■ **LES CONSIGNES**
1. Répondez à ces questions d'après l'article sur les poules en plein air d'Alsace du Nord :
(a) Combien d'hectares compte l'exploitation familiale dirigée par Alfred Zacher ?
(b) Combien de poules Mathias élève-t-il en plein air ?
(c) Qu'est-ce que la commune a préféré plutôt que de vendre la route ?
2. Transcrivez le passage de l'article sur les poules en plein air qui commence par « Cela sera peut-être » et se poursuit jusqu'à « viseur d’Alsace Nature. ».
3. Prolongez l'article sur les poules en plein air d'Alsace du Nord à la suite de sa dernière phrase.

Dans ce dossier, nous aurions pu parler de la guerre des prix sur les œufs des grandes surfaces, qui là aussi crée des problèmes, ou de la législation qui prévoit des trappes pour que les poules sortent, mais pas que les poules les utilisent. Drôle de monde, où il semble que ce qui arrive dans nos assiettes ne soit pas la priorité.

Cela sera peut-être le cas un jour, quand les poules d’Alsace du Nord auront des dents.   


Entretien avec Alfred Zacher

À la tête de l’exploitation familiale, l’une des plus imposantes en Alsace avec une centaine d’hectares, Alfred Zacher souhaite arrêter progressivement les poules en cages (environ 130 000 aujourd’hui), alors que Mathias, son fils, s’est déjà émancipé. De son côté, il « fait » du plein air avec 38 000 poules. Les fameuses poules dans le viseur d’Alsace Nature. 

Quelle est votre réaction après le communiqué de presse d’Alsace Nature qui parle de plein air de façade ?  

C’est compliqué de répondre à ça. Il y a une partie de la population qui veut à tout prix casser la production de viande et d’animaux en France. Après, il y a des réglementations à respecter qui ont été respectées. Aujourd’hui, des travaux de clôture et de passerelle ne sont pas terminés. On a souhaité acheter la route qui sépare l’exploitation du terrain, mais la commune n’a pas voulu, elle a préféré que l’on construise une passerelle. Après, comme vous et moi depuis novembre, il est vrai que les poules n’ont pas envie de se promener à l’extérieur, il fait froid et elles ne sont pas plus bêtes qui nous. Alsace Nature est étonnée quand les poules ne sont pas sorties un jour de neige… Mais elles restent à l’abri. Il faut aussi qu’elles s’habituent à faire la distance pour aller jusqu’à la forêt, elles ont peur du soleil, donc naturellement elles ne vont pas très loin. Avec le printemps, les poules pourront exploiter le terrain et la passerelle, mais il faut une éducation, un temps sans soleil. C’est un débat de longue date. 

Quels travaux vous reste-t-il à terminer ?

■ **EXTRAIT DE DONNÉES**
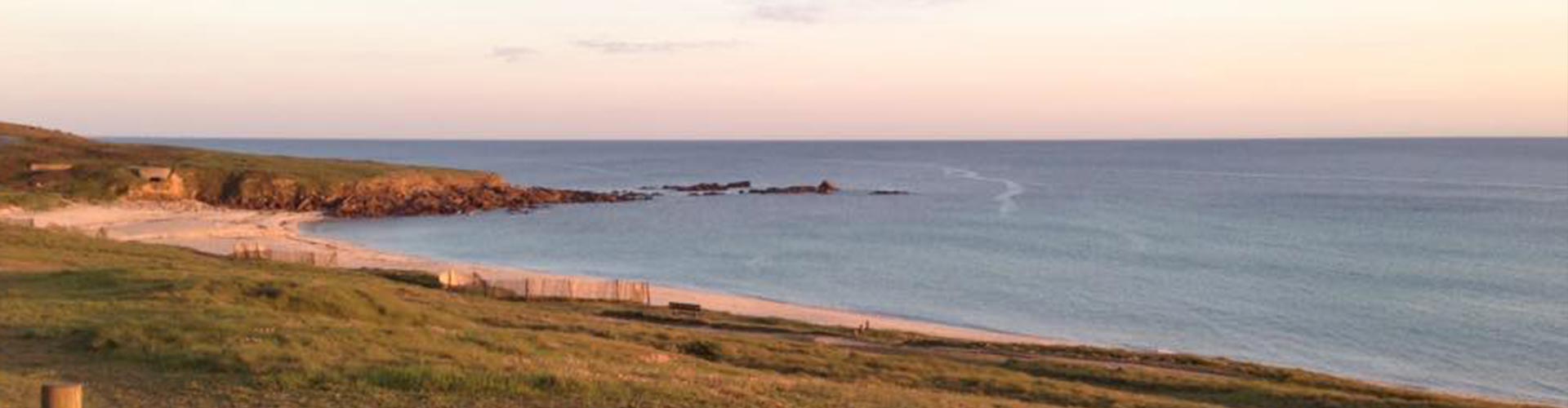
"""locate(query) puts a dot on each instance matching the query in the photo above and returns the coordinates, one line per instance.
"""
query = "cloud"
(789, 13)
(606, 46)
(511, 54)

■ **RÉPONSES RÉDIGÉES**
1.
(a) Une centaine d'hectares.
(b) 38 000 poules.
(c) Que l'on construise une passerelle.

2.
Cela sera peut-être le cas un jour, quand les poules d’Alsace du Nord auront des dents.   


Entretien avec Alfred Zacher

À la tête de l’exploitation familiale, l’une des plus imposantes en Alsace avec une centaine d’hectares, Alfred Zacher souhaite arrêter progressivement les poules en cages (environ 130 000 aujourd’hui), alors que Mathias, son fils, s’est déjà émancipé. De son côté, il « fait » du plein air avec 38 000 poules. Les fameuses poules dans le viseur d’Alsace Nature.

3.
On s’adapte aux nouvelles réglementations, on a prévu de construire des clôtures de deux mètres cinquante, encastrées de 40 cm dans le sol, pour protéger les poules des renards et des prédateurs, mais on est encore attaqué. Alsace Nature était contre les poules en cages, puis contre les poules plein air, ils sont un peu contre tout. 

Pourquoi ? 

Ils font leur boulot, comme nous sommes les plus grands, que nous sommes des pionniers pour faire de l’élevage plein air, on se fait attaquer, mais c’est de bonne guerre, disons. Aujourd’hui, on ne veut plus d’élevage intensif. Si on les écoute, il faudrait que chaque famille possède cinq poules, à la campagne comme en ville, et produise elle-même… Il y a un déphasage entre le rêve des gens, les poules magnifiques au coucher de soleil, et la réalité. On n’est plus dans les années 1960, ce n’est plus la même agriculture, tout le monde veut acheter des œufs plein air, mais personne ne sait ce qu’est vraiment une exploitation. On nous a demandé de produire pour nourrir les gens dans les villes, et aujourd’hui on nous dit que l’on n’a pas le droit d’avoir plus de trois poules. 

Il existe 40 millions de poules en France qui sont élevées en batterie. C’est un virage important ?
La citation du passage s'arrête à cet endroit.